■ TO-DO LIST ■
**A.** Return, unchanged, the stretch of rows from the one containing "If you could point out the hiker with" through the final row, both ends included.
**B.** Pick up the review of Terry McDonell's editor's memoir where it stops, and carry it forward in the same voice.

■ SOURCE ■

********************

The Accidental Life: An Editor’s Notes on Writing and Writers

by Terry McDonell

reviewed by Erik Hage

Since the 1970s, Terry McDonell has been a prominent editor, shaping such magazines as Rolling Stone, Outside, Esquire, Men’s Journal, and Sports Illustrated. He has edited and befriended such fabled writers as Hunter S. Thompson and George Plimpton, working in that hinterland where the ambitiously literary and the journalistic met and bled into each other. Far from being a relic of a bygone era, however, McDonell is more of a Zelig: long omnipresent yet somehow inconspicuous, cruising the glossy glory days of magazines—and then miraculously averting obsolescence when the Internet yawned open and swallowed so many.

In fact, under McDonell, Sports Illustrated enjoyed leaps in digital revenue. Once a player in the high-word-count world of the New Journalism, he adapted to the click-baited attention economy of the Web as well. As he tells it: “[B]efore you feel too sorry for the old newsstand stars … note that in an ever-fractioning media universe of aggregation and crypto-plagiarism it’s both easier and more fun to manipulate traffic than it ever was to game the old newsstands.”

A good portion of The Accidental Life: An Editor’s Notes on Writing and Writers is steeped in a deeper and (perhaps) less cynical past, however, and McDonell writes as one imagines a great editor should, with incisive economy, evoking personalities in swift, non-showy strokes. Of the stuffy and patrician George Plimpton, he notes, “[I]t wasn’t his privilege that struck you; it was his curiosity,” and Plimpton’s questions “were like trampolines, a technology he admired. They bounced you higher—to the next question.” Inside the home of the late naturalist and writer Peter Matthiessen, McDonell spies “books everywhere, sorted into what seemed like small, discrete libraries of his interests.” Meeting up with Kurt Vonnegut, McDonell conjures the “big, loose-boned walk” of the author, who was “a little unbalanced in his overcoat, handsome but tousled, with long curly hair and a heavy mustache that sometimes hid his grin.”

********************

■ DATA ■
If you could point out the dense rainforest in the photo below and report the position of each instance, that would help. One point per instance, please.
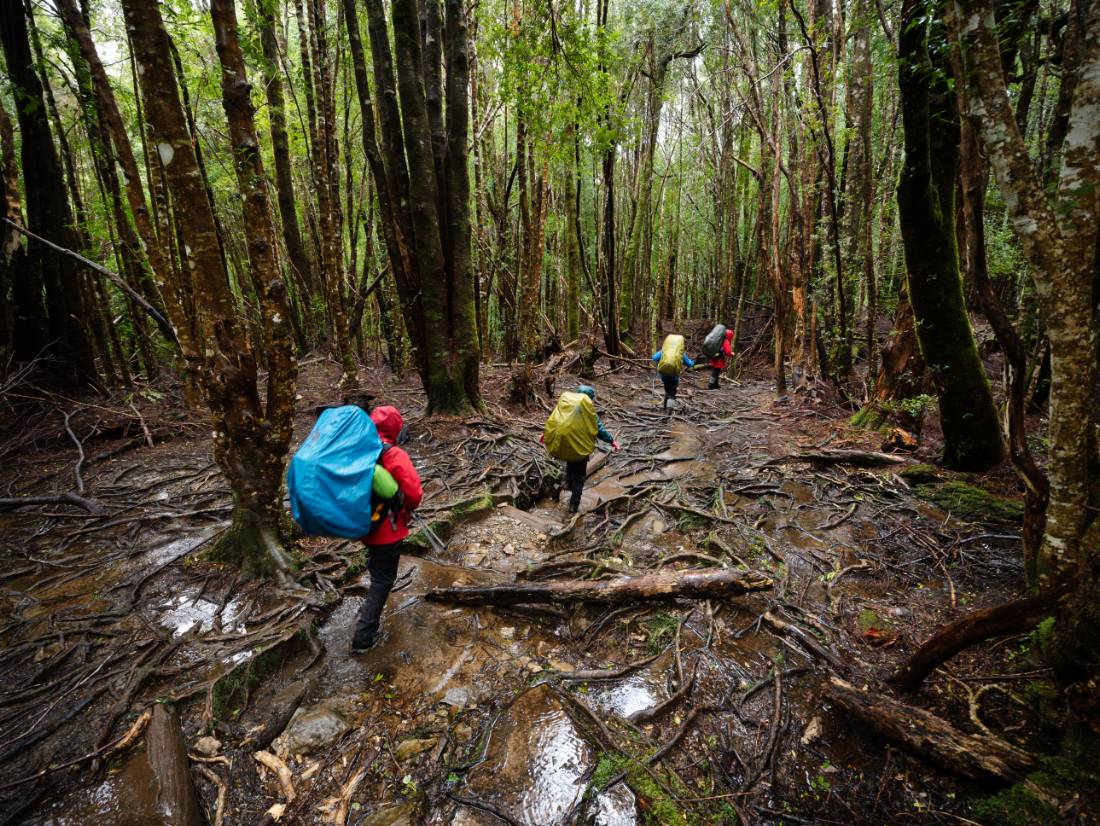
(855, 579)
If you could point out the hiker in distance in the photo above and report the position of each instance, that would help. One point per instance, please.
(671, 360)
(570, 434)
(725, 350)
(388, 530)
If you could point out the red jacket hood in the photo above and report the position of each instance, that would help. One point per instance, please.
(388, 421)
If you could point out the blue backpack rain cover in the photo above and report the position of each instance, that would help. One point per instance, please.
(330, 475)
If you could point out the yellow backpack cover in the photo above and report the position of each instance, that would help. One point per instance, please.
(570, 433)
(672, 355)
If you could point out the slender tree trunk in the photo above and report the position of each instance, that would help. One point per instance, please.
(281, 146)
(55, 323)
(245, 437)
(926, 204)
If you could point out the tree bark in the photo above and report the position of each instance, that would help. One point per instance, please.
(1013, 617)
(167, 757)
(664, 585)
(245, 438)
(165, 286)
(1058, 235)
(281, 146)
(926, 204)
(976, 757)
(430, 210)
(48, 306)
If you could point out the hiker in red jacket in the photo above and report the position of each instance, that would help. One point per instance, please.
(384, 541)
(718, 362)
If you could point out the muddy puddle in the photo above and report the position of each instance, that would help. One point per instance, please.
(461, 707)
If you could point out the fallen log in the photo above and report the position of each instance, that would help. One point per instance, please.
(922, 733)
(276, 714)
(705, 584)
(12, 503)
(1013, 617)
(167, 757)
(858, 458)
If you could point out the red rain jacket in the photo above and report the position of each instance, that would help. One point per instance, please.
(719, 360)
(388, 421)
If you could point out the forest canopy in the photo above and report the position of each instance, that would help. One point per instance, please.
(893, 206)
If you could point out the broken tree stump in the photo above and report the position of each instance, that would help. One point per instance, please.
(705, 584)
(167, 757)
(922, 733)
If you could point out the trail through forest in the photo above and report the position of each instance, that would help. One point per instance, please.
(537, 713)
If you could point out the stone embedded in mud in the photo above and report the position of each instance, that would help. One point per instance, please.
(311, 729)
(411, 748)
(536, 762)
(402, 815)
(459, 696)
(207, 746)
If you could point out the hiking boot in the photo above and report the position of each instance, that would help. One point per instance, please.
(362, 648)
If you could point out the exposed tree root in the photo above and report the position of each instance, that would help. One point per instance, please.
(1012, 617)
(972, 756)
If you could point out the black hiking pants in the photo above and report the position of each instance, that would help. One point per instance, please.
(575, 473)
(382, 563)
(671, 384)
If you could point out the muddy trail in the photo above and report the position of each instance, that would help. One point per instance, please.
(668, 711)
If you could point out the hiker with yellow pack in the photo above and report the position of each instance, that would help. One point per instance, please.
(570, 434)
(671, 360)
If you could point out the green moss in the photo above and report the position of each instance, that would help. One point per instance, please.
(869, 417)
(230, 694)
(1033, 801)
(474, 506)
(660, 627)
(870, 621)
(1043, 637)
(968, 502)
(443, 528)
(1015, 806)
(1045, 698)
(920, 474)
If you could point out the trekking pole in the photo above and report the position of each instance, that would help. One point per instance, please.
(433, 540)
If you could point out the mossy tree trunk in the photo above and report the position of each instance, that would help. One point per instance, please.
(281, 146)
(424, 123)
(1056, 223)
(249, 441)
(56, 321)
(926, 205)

********************

■ FINAL ANSWERS ■
**A.**
If you could point out the hiker with yellow pack in the photo above and report the position of each instance, that would help. One point per instance, please.
(570, 434)
(671, 360)
If you could point out the green moss in the photo above and report the position of each instance, that would help. One point per instance, please.
(869, 417)
(230, 694)
(1033, 801)
(474, 506)
(660, 627)
(870, 621)
(1043, 637)
(968, 502)
(443, 528)
(1015, 806)
(1045, 698)
(920, 474)
If you could point out the trekking pole in the photo above and report the position of each instance, that would help. One point per instance, please.
(433, 540)
If you could point out the mossy tree trunk in the photo above and report the position of each instance, that would help. One point per instance, please.
(281, 146)
(424, 123)
(1056, 223)
(249, 441)
(56, 321)
(926, 205)

**B.**
The Accidental Life is not a memoir really, but an episodic collection of remembrances and observations, all separately framed with a title, a word count, and an -ENDIT- slamming the door on each dispatch. Most titles are names of people he has worked with, but others—“Writer’s Block (157),” or “Ambition (977),” remind us we are in the world of the editor.

The accounts of old-school boozing and drugging among the literati of this world, and of Hunter S. Thompson in particular, are a bit tired and apocryphal, and there is some masculine brio to cut through at times. Nevertheless, McDonell seems acutely aware of the male universe he inhabits, wryly recalling at one point how Outside magazine “incubated out of Rolling Stone’s ‘Men’s Issue.’ (As if every issue of Rolling Stone wasn’t already . . . )” Elsewhere, he highlights the fact that we live in a more enlightened time, in which the most respected mastheads feature “many women executive editors, managing editors, Web editors, mobile editors, art directors, copy chiefs, research editors, [and] photo editors.”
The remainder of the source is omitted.